# DIRECTIONS FOR THIS TASK:
Every line from the start of the records below to the line containing "negative clicks: (93, 665)" should be retyped exactly, that line included, and no others.

# DATA TO PROCESS:
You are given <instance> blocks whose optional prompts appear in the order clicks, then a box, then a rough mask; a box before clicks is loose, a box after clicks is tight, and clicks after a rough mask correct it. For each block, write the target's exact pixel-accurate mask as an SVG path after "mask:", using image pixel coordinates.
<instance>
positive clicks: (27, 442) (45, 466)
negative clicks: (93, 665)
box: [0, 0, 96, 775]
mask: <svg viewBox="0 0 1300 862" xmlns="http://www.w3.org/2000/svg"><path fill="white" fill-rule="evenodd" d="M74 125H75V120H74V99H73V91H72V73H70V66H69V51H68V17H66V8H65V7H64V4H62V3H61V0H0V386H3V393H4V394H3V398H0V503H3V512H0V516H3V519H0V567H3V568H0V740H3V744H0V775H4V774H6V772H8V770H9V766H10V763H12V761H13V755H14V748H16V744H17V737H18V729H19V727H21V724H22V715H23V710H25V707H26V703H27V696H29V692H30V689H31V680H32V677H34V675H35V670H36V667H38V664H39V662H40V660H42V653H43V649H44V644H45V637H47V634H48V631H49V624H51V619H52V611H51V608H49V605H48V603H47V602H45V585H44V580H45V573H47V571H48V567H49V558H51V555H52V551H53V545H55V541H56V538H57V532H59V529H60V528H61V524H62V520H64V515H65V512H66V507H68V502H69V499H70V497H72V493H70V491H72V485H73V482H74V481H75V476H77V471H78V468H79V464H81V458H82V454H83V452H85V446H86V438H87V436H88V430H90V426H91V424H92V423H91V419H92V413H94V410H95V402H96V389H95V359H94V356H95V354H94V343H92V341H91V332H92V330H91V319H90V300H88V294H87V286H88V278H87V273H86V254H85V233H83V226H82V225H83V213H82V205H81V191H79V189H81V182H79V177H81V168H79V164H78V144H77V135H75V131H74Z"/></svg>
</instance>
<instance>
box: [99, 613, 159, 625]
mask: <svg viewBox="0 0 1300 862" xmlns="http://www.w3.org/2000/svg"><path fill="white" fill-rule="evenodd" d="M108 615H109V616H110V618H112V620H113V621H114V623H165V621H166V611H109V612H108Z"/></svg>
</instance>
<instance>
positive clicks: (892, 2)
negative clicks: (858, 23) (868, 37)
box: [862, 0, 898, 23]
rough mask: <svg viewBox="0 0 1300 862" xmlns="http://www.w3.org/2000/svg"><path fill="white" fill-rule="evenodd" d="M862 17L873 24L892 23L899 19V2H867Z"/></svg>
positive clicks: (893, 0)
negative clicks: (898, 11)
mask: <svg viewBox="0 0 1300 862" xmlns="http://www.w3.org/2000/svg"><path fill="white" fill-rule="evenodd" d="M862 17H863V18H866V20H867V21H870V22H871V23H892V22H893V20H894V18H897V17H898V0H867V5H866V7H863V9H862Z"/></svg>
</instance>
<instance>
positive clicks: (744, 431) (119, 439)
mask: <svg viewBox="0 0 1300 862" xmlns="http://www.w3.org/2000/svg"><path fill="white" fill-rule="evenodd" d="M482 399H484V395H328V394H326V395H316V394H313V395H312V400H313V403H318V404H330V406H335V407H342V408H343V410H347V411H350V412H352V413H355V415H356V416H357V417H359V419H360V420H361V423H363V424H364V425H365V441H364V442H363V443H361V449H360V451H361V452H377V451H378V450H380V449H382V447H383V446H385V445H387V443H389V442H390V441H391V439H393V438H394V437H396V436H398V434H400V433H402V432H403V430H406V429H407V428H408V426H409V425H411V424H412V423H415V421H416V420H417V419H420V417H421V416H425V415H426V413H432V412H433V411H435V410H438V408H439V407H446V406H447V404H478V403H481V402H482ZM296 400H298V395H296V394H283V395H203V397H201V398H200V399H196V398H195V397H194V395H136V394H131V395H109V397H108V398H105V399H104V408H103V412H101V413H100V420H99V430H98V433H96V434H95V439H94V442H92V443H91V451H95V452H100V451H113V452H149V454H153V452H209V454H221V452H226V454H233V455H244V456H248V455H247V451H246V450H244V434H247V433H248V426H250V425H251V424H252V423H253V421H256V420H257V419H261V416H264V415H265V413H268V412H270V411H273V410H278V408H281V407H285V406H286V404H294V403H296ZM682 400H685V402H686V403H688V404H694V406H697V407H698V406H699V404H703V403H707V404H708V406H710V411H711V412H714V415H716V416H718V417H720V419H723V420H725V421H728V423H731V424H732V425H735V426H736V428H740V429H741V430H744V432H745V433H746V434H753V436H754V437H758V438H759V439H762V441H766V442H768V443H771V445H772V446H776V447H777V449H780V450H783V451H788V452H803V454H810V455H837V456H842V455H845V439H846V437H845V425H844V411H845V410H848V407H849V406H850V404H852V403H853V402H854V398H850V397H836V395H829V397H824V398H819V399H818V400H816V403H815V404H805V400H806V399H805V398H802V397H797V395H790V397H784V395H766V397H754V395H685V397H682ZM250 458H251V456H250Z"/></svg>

# COMPLETED TASK:
You are given <instance> blocks whose optional prompts appear in the order clicks, then a box, then a rough mask; a box before clicks is loose, a box after clicks is tight, and clicks after a rough mask correct it. For each block, write the target's exact pixel-accurate mask as an SVG path after "mask:", using image pixel coordinates.
<instance>
positive clicks: (27, 442) (45, 466)
negative clicks: (93, 665)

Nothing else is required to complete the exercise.